### [What you will do]
Update the rows from the start through the line containing "box: [819, 264, 837, 332]" by replacing "rough mask" with "coarse mask" and leaving everything else unchanged.

══════════════════════════════

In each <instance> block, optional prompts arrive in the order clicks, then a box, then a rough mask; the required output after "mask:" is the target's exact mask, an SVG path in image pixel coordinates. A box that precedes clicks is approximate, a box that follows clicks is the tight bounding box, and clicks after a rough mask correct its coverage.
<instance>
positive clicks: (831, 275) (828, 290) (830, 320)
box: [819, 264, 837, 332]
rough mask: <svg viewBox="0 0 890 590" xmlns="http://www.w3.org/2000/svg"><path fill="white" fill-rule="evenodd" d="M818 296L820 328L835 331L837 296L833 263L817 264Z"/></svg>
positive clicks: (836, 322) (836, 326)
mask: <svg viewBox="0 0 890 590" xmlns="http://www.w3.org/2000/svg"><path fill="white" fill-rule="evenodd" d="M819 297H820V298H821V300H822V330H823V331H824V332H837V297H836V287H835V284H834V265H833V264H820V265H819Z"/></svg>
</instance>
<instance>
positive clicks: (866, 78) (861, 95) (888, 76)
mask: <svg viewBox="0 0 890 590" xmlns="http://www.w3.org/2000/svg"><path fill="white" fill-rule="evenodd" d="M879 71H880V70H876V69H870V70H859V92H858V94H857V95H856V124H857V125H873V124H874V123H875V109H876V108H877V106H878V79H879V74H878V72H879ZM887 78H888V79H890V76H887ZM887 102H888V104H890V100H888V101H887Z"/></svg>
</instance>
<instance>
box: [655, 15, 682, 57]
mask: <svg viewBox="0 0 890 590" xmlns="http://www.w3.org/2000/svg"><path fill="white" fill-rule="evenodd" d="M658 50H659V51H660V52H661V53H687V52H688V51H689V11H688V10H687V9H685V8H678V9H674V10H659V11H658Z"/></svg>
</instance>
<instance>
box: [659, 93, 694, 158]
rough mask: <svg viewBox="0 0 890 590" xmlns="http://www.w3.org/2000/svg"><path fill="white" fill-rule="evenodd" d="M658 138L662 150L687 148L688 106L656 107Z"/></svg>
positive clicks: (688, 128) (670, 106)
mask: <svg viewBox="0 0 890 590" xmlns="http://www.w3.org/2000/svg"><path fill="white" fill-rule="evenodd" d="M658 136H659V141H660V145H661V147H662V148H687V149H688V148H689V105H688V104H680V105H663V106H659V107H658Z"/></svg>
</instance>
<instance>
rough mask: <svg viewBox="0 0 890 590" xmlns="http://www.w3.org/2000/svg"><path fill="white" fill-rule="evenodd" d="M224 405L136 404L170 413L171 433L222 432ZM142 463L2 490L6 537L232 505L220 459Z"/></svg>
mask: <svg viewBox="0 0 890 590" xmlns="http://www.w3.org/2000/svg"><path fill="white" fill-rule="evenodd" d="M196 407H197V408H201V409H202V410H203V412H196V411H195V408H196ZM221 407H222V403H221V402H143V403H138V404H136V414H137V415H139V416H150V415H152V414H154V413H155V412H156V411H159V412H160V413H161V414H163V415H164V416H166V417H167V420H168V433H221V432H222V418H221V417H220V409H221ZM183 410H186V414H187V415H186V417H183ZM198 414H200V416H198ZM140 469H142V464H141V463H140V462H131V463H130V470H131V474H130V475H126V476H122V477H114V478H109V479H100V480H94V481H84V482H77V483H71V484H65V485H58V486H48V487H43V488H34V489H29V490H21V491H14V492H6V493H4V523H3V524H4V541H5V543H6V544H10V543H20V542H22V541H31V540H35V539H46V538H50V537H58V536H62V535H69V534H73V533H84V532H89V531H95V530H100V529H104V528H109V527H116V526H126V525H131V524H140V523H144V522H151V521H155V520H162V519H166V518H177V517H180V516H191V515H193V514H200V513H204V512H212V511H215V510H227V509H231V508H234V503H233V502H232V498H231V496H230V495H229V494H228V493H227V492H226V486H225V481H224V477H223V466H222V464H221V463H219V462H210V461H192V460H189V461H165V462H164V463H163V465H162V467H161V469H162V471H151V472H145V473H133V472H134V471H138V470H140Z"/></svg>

══════════════════════════════

### [Reply to the exercise]
In each <instance> block, optional prompts arrive in the order clicks, then a box, then a coarse mask; the required output after "mask:" is the target's exact mask, an SVG path in image pixel coordinates. A box that precedes clicks is approximate, a box that follows clicks is the tight bounding box, and clicks after a coarse mask correct its coverage.
<instance>
positive clicks: (831, 275) (828, 290) (830, 320)
box: [819, 264, 837, 332]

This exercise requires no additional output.